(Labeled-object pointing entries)
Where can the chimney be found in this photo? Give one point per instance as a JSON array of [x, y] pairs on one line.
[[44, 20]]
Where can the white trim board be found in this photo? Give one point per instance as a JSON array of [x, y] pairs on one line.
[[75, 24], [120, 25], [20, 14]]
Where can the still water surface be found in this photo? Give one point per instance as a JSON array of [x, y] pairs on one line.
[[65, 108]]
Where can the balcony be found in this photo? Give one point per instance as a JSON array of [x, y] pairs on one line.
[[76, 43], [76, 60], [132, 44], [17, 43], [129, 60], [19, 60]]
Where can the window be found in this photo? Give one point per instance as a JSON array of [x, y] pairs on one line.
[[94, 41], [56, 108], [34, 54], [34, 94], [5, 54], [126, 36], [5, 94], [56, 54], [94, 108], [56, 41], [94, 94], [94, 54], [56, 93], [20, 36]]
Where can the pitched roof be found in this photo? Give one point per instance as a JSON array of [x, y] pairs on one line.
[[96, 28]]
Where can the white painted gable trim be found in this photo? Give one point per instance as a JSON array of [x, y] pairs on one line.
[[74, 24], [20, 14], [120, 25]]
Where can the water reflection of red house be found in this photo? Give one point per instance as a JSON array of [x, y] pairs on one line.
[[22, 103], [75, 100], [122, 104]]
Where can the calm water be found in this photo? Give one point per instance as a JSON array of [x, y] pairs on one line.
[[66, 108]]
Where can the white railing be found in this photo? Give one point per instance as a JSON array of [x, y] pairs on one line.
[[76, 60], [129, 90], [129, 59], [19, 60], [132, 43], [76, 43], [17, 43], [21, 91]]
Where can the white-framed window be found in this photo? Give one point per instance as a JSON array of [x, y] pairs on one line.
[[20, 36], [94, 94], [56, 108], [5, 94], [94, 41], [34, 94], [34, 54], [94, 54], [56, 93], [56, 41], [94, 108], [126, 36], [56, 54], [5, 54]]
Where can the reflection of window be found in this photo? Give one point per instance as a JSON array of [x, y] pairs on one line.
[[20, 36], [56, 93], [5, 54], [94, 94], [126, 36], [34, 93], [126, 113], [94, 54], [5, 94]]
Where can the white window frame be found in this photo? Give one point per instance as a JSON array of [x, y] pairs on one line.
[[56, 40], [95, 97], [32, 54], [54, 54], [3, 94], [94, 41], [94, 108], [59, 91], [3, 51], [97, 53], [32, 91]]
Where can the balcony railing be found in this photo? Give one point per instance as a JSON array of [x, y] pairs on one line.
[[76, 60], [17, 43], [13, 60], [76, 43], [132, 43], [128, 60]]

> **Exercise**:
Reproduce verbatim the portion of the records that begins with the line containing "Where can the water" and continues through the end of the records, including both the first and last lines. Copy only that portion.

> **Exercise response**:
Where can the water reflection of red house be found in this photo? Give one point per instance as a JSON array of [x, y] pairs on one line.
[[22, 103], [75, 100], [122, 104]]
Where can the calm water be found in this photo? Give one point per instance as a JSON array of [x, y] pairs on one line.
[[66, 108]]
Where can the white railing be found in this photo? Give one point per instance as a JSON array of [x, y] pairs on one line.
[[76, 60], [129, 90], [129, 59], [19, 60], [132, 43], [76, 43], [17, 43], [21, 91]]
Where can the white-framed window be found in this photo? Give one point per instance as a JSON array of [x, y] pairs on one line.
[[20, 36], [94, 94], [56, 108], [5, 94], [94, 41], [34, 94], [34, 54], [94, 54], [56, 93], [56, 41], [94, 108], [126, 36], [56, 54], [5, 54]]
Where can the reflection of window be found in this photo? Give one point per instance as a JSON array of [x, y] pairs on one line.
[[20, 36], [56, 93], [5, 54], [94, 94], [126, 36], [34, 93], [126, 113], [94, 54], [5, 94]]
Where can the white window frame be found in this photo? Give one point per instance as a JSON array of [x, y] pairs on one line.
[[56, 40], [95, 97], [32, 54], [54, 54], [3, 94], [94, 41], [94, 108], [59, 91], [3, 51], [97, 53], [32, 91]]
Where can the balcony railing be found in this photo? Give one point per instance as a JSON array of [x, y] pairs on one line.
[[76, 60], [17, 43], [13, 60], [76, 43], [132, 43], [128, 60]]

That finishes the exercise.